BEGIN Given information

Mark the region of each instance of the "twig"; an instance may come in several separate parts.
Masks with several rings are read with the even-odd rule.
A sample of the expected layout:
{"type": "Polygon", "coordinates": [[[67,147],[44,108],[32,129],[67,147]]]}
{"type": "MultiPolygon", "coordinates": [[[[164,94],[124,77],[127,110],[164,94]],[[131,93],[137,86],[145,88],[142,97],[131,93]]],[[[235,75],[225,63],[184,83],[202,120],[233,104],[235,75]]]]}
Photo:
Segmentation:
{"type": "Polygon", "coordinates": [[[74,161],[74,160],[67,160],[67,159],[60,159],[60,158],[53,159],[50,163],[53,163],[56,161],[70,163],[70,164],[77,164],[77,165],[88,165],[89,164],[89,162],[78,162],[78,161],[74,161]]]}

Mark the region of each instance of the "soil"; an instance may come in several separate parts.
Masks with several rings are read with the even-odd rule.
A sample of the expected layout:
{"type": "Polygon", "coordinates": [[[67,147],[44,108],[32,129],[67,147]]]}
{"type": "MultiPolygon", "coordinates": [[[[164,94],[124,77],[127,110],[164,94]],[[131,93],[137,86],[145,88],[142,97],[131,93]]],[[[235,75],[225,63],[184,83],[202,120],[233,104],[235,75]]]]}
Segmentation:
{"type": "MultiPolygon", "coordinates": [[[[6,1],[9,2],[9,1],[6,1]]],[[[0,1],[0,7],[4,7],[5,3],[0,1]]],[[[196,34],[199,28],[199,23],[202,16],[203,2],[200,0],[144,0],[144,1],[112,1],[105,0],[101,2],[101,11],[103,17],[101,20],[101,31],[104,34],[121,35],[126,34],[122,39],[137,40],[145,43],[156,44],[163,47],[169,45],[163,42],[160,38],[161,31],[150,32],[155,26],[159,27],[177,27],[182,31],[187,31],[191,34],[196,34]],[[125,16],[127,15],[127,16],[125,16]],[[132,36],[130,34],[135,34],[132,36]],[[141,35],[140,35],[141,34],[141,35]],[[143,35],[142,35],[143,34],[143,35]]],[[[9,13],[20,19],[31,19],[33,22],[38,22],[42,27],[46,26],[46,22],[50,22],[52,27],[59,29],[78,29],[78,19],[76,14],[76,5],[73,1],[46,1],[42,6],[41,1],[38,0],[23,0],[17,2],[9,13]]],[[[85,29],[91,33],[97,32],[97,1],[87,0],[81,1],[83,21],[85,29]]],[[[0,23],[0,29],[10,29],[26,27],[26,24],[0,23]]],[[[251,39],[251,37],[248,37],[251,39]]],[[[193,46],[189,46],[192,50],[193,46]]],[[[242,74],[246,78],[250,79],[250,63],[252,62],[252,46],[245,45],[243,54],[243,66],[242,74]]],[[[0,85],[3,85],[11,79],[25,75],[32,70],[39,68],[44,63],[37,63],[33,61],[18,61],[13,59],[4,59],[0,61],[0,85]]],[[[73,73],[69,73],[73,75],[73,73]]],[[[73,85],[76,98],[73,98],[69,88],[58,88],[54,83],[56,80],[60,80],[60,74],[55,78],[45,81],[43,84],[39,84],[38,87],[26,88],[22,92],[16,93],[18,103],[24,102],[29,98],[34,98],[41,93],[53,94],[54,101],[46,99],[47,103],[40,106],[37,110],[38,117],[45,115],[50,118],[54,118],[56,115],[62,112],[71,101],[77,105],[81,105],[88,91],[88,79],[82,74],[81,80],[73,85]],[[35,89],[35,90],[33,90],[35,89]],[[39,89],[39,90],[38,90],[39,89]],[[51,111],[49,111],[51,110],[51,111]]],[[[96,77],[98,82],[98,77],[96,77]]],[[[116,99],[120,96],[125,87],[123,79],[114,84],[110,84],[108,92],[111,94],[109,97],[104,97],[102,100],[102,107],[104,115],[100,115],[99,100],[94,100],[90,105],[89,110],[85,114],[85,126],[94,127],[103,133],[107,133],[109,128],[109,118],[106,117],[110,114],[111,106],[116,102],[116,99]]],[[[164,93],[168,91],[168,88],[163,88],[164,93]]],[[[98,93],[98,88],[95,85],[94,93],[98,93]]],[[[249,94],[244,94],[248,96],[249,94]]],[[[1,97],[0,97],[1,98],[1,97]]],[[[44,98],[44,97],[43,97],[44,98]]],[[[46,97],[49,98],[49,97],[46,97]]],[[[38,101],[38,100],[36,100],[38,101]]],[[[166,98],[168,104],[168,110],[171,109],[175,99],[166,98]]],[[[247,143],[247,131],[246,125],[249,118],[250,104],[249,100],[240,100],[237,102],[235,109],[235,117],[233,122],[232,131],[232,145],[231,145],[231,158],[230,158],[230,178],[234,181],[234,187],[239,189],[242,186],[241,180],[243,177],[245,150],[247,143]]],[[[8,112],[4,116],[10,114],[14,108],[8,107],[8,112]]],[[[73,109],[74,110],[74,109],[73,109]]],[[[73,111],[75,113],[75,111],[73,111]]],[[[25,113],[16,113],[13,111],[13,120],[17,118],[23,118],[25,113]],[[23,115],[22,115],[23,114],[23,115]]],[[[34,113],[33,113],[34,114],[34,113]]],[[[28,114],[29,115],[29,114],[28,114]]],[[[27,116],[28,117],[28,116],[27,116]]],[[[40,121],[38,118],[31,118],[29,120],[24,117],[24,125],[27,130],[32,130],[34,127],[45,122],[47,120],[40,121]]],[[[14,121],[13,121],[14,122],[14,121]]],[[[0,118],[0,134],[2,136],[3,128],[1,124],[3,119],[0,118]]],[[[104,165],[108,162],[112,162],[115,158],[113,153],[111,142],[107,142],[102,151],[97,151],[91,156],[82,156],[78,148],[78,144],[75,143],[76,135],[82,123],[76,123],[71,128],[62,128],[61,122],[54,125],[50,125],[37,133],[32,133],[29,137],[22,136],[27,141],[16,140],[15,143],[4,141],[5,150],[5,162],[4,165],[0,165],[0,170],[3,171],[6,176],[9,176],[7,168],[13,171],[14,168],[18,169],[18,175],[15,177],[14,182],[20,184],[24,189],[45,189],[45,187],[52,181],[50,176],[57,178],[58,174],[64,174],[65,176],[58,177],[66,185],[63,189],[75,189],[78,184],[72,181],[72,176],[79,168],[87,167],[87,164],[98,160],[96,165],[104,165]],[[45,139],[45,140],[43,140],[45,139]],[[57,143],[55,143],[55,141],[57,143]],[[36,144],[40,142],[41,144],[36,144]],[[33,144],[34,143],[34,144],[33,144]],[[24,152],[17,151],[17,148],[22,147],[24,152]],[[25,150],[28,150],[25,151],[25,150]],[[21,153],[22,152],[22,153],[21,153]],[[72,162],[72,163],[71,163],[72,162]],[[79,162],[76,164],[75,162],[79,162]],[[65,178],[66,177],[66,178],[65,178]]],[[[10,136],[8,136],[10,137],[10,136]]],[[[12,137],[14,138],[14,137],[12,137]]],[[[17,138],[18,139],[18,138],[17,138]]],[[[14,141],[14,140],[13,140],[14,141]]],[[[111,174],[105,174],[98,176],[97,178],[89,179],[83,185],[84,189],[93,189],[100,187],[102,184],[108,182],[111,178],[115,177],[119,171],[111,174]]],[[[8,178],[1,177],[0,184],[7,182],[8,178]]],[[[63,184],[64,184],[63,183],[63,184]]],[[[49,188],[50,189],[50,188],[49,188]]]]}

END Given information

- **Work request**
Each line of the records above must be copied exactly.

- **Exercise response**
Mark the region of each instance of the "twig"; an instance may come in several separate parts.
Masks with several rings are read with the even-odd rule.
A sample of the expected layout:
{"type": "Polygon", "coordinates": [[[67,147],[44,108],[32,129],[67,147]]]}
{"type": "MultiPolygon", "coordinates": [[[[164,94],[124,77],[127,110],[164,94]],[[131,93],[137,86],[145,88],[142,97],[131,93]]],[[[235,75],[225,63],[184,83],[202,120],[233,104],[235,75]]]]}
Photo:
Segmentation:
{"type": "Polygon", "coordinates": [[[74,161],[74,160],[67,160],[67,159],[60,159],[60,158],[53,159],[50,163],[53,163],[56,161],[70,163],[70,164],[77,164],[77,165],[88,165],[89,164],[89,162],[78,162],[78,161],[74,161]]]}

Mark the region of each instance of the "soil"; an instance may come in several separate parts.
Masks with several rings are read with the even-odd rule.
A sample of the expected layout:
{"type": "Polygon", "coordinates": [[[67,147],[44,108],[32,129],[67,147]]]}
{"type": "MultiPolygon", "coordinates": [[[[164,94],[124,77],[127,110],[164,94]],[[131,93],[137,86],[145,88],[142,97],[131,93]]],[[[235,75],[225,63],[184,83],[202,120],[233,104],[235,75]]]]}
Segmentation:
{"type": "MultiPolygon", "coordinates": [[[[6,1],[9,2],[9,1],[6,1]]],[[[0,1],[0,7],[4,7],[5,3],[0,1]]],[[[196,34],[199,28],[199,23],[202,16],[203,2],[200,0],[144,0],[144,1],[112,1],[105,0],[101,2],[101,11],[103,17],[101,20],[101,31],[104,34],[121,35],[126,34],[122,39],[137,40],[145,43],[156,44],[163,47],[169,45],[163,42],[160,38],[161,31],[150,32],[155,26],[159,27],[177,27],[182,31],[187,31],[191,34],[196,34]],[[125,16],[127,15],[127,16],[125,16]],[[132,36],[130,34],[135,34],[132,36]],[[141,35],[140,35],[141,34],[141,35]],[[143,35],[142,35],[143,34],[143,35]]],[[[9,13],[20,19],[31,19],[33,22],[38,22],[42,27],[46,26],[46,22],[50,22],[52,27],[59,29],[78,29],[78,19],[76,14],[76,5],[73,1],[46,1],[42,6],[41,1],[38,0],[23,0],[17,2],[9,13]]],[[[85,29],[91,33],[97,32],[97,1],[87,0],[81,1],[83,21],[85,29]]],[[[0,23],[0,29],[10,29],[26,27],[26,24],[0,23]]],[[[251,39],[251,37],[248,37],[251,39]]],[[[193,46],[189,46],[192,50],[193,46]]],[[[242,74],[246,78],[250,79],[250,63],[252,62],[252,46],[245,45],[243,54],[243,66],[242,74]]],[[[0,85],[3,85],[11,79],[25,75],[32,70],[39,68],[44,63],[37,63],[33,61],[18,61],[13,59],[4,59],[0,61],[0,85]]],[[[73,73],[69,73],[73,75],[73,73]]],[[[73,85],[76,98],[73,98],[69,88],[58,88],[54,83],[56,80],[60,80],[60,74],[55,78],[45,81],[43,84],[39,84],[38,87],[26,88],[22,92],[16,93],[18,103],[24,102],[29,98],[34,98],[41,93],[53,94],[54,101],[46,99],[47,103],[40,106],[37,110],[38,117],[45,115],[50,118],[54,118],[56,115],[62,112],[71,101],[77,105],[81,105],[88,91],[88,79],[82,74],[81,80],[73,85]],[[35,89],[35,90],[33,90],[35,89]],[[39,89],[39,90],[38,90],[39,89]],[[51,111],[49,111],[51,110],[51,111]]],[[[96,77],[98,82],[98,77],[96,77]]],[[[116,99],[120,96],[125,87],[123,79],[114,84],[110,84],[108,92],[111,94],[109,97],[104,97],[102,100],[102,107],[104,115],[100,115],[99,100],[94,100],[90,105],[89,110],[85,114],[85,126],[94,127],[103,133],[107,133],[109,128],[109,118],[106,117],[110,114],[111,106],[116,102],[116,99]]],[[[164,93],[168,91],[168,88],[163,88],[164,93]]],[[[98,93],[98,88],[95,85],[94,93],[98,93]]],[[[249,94],[244,94],[248,96],[249,94]]],[[[1,97],[0,97],[1,98],[1,97]]],[[[44,98],[44,97],[43,97],[44,98]]],[[[46,97],[49,98],[49,97],[46,97]]],[[[38,101],[38,100],[36,100],[38,101]]],[[[166,98],[168,104],[168,110],[171,109],[175,99],[166,98]]],[[[247,143],[247,131],[246,125],[249,118],[250,104],[249,100],[240,100],[237,102],[235,109],[235,117],[233,122],[232,131],[232,145],[231,145],[231,158],[230,158],[230,178],[234,181],[234,187],[239,189],[242,186],[241,180],[243,177],[245,150],[247,143]]],[[[8,112],[4,116],[10,114],[14,108],[8,107],[8,112]]],[[[73,109],[74,110],[74,109],[73,109]]],[[[73,111],[75,113],[75,111],[73,111]]],[[[25,113],[16,113],[13,111],[13,120],[17,118],[23,118],[25,113]],[[23,115],[22,115],[23,114],[23,115]]],[[[34,113],[33,113],[34,114],[34,113]]],[[[28,114],[29,115],[29,114],[28,114]]],[[[27,116],[28,117],[28,116],[27,116]]],[[[40,121],[38,118],[31,118],[29,120],[24,117],[24,125],[27,130],[32,130],[34,127],[45,122],[47,120],[40,121]]],[[[14,121],[13,121],[14,122],[14,121]]],[[[0,118],[0,134],[2,136],[3,128],[1,124],[3,119],[0,118]]],[[[104,165],[108,162],[112,162],[115,158],[113,153],[111,142],[107,142],[102,151],[97,151],[91,156],[82,156],[78,148],[78,144],[75,143],[76,135],[82,123],[76,123],[71,128],[62,128],[61,122],[54,125],[50,125],[37,133],[32,133],[29,137],[22,136],[27,141],[16,140],[15,143],[4,141],[5,150],[5,162],[4,165],[0,165],[0,170],[3,171],[6,176],[9,176],[7,168],[13,171],[14,168],[18,169],[18,175],[15,177],[14,182],[20,184],[24,189],[45,189],[45,187],[52,181],[50,176],[57,178],[58,174],[64,174],[65,176],[58,177],[66,185],[63,189],[75,189],[78,184],[72,181],[72,176],[79,168],[87,167],[87,164],[98,160],[96,165],[104,165]],[[45,139],[45,140],[43,140],[45,139]],[[57,143],[55,143],[55,141],[57,143]],[[36,144],[40,142],[41,144],[36,144]],[[33,144],[34,143],[34,144],[33,144]],[[24,152],[17,151],[17,148],[22,147],[24,152]],[[25,150],[28,150],[25,151],[25,150]],[[21,153],[22,152],[22,153],[21,153]],[[72,162],[72,163],[71,163],[72,162]],[[79,162],[76,164],[75,162],[79,162]],[[65,178],[66,177],[66,178],[65,178]]],[[[10,136],[8,136],[10,137],[10,136]]],[[[12,137],[14,138],[14,137],[12,137]]],[[[17,138],[18,139],[18,138],[17,138]]],[[[14,141],[14,140],[13,140],[14,141]]],[[[111,174],[105,174],[98,176],[97,178],[89,179],[83,185],[84,189],[93,189],[100,187],[102,184],[108,182],[111,178],[115,177],[119,171],[111,174]]],[[[8,178],[1,177],[0,184],[7,182],[8,178]]],[[[63,184],[64,184],[63,183],[63,184]]],[[[49,188],[50,189],[50,188],[49,188]]]]}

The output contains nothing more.